(TASK DESCRIPTION):
Which lines of the data below contain the word "positive", where case counts? Select each one and copy it out in full.

(AVAILABLE RECORDS):
◆ ◆ ◆ ◆

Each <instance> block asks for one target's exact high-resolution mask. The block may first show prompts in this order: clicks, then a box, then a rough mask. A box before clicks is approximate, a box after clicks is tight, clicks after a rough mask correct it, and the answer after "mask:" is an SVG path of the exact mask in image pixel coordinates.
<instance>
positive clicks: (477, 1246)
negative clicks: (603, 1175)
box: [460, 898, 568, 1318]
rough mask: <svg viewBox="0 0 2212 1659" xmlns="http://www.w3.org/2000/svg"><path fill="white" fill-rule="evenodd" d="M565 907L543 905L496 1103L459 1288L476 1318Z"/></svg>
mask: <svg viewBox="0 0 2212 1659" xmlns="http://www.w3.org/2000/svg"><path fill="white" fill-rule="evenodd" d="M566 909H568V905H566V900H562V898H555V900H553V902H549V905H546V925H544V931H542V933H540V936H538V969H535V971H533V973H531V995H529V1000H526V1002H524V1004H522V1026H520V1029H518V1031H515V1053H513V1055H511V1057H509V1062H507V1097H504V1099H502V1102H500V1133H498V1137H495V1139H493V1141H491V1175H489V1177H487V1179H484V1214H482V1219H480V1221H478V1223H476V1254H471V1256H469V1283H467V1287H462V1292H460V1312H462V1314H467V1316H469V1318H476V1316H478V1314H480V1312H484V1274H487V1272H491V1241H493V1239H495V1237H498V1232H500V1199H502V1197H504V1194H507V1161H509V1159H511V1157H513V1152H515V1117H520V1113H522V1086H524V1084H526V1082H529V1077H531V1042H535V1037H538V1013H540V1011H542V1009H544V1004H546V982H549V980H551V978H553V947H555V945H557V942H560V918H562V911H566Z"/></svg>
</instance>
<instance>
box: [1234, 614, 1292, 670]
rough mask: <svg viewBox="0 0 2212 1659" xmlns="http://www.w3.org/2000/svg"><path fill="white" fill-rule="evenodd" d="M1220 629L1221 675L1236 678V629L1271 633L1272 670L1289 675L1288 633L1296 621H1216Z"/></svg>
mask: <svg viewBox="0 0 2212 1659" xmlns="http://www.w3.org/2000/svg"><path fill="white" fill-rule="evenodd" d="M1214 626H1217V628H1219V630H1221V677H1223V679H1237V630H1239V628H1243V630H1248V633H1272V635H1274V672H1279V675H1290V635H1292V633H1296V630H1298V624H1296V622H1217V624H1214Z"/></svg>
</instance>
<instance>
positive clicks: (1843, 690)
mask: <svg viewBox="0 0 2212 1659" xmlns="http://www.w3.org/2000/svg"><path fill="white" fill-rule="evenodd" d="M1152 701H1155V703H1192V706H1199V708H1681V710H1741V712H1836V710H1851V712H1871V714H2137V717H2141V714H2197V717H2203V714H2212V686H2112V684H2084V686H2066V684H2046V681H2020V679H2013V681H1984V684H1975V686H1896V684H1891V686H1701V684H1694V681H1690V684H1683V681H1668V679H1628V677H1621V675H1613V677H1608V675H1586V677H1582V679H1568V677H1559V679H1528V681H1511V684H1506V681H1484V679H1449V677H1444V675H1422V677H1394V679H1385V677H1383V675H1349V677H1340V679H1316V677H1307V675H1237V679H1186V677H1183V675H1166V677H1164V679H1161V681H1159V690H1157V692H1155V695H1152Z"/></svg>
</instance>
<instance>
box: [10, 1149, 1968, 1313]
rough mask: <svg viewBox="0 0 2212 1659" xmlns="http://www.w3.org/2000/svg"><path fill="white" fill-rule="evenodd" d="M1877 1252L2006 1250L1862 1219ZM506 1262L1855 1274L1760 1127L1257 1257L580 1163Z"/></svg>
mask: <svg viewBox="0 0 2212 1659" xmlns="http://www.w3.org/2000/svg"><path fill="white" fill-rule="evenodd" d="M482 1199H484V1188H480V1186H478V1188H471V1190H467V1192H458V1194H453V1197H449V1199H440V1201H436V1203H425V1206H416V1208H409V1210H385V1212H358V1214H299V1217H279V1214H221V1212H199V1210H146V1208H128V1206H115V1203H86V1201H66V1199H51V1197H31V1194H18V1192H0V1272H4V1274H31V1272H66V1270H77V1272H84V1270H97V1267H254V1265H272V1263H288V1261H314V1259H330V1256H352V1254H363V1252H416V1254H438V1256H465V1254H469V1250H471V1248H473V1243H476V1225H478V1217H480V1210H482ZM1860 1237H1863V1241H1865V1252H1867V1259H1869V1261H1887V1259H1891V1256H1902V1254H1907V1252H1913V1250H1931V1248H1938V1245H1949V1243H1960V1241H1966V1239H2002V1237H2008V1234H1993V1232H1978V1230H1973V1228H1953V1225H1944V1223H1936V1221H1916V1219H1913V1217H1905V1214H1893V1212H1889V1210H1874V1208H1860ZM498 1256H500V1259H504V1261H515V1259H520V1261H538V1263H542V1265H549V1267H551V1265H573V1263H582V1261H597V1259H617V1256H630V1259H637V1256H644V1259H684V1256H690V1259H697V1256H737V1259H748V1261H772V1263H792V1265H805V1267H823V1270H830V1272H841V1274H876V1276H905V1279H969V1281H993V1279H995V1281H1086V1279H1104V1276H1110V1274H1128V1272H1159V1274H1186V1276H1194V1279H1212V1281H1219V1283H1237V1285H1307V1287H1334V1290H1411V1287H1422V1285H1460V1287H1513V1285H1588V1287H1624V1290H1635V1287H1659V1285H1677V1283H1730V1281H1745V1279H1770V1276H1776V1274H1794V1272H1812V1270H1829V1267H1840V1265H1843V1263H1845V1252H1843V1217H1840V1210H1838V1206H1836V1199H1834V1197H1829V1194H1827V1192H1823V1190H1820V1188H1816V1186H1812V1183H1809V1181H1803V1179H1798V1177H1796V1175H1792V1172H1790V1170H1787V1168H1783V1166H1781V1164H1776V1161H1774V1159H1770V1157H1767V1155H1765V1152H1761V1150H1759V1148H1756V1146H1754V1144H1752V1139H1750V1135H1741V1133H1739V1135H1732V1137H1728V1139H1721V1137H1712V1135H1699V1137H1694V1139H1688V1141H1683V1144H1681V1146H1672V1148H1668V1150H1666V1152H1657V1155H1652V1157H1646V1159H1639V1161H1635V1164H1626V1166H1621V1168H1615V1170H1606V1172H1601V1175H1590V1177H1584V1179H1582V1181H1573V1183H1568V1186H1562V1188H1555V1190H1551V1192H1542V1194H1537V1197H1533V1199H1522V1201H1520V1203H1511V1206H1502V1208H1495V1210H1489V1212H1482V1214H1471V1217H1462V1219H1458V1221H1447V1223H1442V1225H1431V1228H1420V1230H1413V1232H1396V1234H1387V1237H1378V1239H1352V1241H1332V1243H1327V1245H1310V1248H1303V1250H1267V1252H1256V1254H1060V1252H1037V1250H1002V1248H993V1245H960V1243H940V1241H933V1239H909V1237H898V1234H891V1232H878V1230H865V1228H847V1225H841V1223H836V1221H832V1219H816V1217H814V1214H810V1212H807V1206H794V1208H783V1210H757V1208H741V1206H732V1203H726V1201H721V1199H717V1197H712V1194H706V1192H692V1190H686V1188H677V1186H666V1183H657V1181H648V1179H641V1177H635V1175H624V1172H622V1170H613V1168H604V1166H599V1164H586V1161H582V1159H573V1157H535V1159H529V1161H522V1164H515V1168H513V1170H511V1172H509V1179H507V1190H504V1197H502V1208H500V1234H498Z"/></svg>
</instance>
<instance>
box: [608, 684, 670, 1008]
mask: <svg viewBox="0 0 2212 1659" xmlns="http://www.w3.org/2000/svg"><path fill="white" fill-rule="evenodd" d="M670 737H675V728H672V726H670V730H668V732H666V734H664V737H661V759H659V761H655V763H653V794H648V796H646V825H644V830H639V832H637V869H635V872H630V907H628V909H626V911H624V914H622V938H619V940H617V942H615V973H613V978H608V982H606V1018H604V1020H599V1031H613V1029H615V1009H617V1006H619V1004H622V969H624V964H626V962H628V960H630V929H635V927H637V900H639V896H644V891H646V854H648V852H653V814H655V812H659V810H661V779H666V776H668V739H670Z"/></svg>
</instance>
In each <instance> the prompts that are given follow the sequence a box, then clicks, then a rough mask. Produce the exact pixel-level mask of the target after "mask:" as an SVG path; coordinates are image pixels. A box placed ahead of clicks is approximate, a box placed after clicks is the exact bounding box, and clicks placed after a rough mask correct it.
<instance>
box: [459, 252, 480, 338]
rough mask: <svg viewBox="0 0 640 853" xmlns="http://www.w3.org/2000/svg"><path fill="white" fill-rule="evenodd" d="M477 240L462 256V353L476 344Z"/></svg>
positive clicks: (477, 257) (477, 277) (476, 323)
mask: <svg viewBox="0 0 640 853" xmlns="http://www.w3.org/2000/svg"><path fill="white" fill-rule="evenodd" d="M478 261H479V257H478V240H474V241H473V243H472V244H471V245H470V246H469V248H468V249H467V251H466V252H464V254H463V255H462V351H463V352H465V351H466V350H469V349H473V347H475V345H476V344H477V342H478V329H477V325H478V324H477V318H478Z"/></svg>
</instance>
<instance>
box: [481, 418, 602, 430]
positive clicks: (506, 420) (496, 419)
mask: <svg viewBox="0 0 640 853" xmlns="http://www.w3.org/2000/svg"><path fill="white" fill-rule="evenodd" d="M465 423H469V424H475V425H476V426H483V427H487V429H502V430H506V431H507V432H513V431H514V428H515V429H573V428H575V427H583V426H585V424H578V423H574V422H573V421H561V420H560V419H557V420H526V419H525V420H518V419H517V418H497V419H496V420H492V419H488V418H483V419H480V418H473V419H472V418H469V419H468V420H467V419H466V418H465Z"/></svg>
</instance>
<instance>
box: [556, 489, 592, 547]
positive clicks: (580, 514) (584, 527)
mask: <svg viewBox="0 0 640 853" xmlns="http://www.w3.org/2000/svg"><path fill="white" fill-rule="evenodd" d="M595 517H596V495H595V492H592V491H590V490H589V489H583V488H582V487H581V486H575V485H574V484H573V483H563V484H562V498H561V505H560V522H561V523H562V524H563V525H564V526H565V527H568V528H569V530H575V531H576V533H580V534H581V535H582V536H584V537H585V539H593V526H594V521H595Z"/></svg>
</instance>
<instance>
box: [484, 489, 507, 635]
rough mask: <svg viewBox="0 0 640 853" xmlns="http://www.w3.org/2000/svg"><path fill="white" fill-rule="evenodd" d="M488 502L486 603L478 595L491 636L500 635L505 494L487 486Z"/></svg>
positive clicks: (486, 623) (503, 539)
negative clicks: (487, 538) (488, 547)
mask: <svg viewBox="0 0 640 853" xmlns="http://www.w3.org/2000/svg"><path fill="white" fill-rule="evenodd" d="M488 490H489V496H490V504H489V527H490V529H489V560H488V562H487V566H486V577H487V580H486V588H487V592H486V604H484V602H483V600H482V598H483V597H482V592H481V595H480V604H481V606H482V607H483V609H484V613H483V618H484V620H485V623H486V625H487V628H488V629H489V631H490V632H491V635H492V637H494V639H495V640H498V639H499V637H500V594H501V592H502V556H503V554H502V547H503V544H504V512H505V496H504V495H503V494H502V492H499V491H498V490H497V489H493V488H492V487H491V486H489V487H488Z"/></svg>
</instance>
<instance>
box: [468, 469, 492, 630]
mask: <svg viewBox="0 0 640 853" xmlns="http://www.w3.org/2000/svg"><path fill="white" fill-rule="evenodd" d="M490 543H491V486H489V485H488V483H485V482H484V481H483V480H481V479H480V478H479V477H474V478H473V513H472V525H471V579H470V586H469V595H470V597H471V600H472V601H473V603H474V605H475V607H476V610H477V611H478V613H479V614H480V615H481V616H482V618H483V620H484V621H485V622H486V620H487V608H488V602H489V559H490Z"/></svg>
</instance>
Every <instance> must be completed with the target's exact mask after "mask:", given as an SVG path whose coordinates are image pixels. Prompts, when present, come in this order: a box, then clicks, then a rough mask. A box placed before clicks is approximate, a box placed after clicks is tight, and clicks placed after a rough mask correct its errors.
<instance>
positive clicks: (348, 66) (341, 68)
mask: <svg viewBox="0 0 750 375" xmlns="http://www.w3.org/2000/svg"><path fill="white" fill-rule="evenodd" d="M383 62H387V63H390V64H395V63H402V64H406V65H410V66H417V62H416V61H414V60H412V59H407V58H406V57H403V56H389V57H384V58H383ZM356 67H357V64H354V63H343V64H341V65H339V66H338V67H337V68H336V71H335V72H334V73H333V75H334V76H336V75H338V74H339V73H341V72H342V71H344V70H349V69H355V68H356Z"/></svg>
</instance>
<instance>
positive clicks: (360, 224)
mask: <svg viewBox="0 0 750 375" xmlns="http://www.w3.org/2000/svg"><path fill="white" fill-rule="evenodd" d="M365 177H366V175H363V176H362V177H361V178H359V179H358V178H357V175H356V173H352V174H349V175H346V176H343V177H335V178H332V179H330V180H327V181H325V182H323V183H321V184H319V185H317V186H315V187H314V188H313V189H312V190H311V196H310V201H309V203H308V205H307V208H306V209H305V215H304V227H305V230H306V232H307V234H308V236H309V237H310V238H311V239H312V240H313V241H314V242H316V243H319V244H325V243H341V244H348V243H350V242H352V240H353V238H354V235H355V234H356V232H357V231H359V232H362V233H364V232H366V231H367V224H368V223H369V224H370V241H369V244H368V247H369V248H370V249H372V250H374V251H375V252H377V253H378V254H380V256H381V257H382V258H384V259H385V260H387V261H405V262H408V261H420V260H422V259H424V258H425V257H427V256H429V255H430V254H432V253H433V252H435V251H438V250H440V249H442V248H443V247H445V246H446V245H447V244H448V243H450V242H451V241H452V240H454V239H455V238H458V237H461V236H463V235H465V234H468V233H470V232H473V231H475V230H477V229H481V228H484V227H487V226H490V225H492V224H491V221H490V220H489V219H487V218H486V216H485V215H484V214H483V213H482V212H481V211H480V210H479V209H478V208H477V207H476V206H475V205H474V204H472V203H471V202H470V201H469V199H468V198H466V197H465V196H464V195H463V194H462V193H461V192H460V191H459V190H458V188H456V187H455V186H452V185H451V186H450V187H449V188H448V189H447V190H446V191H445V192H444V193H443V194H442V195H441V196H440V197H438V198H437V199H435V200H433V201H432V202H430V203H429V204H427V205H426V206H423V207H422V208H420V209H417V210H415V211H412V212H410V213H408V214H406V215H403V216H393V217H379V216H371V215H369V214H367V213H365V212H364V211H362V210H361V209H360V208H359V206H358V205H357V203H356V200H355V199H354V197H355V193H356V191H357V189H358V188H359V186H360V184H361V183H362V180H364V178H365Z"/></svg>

◆ ◆ ◆ ◆

(SOLUTION FOR THIS PROBLEM):
positive clicks: (477, 1246)
positive clicks: (1843, 690)
positive clicks: (477, 257) (477, 277) (476, 323)
positive clicks: (506, 420) (496, 419)
positive clicks: (580, 514) (584, 527)
positive clicks: (486, 623) (503, 539)
positive clicks: (348, 66) (341, 68)
positive clicks: (360, 224)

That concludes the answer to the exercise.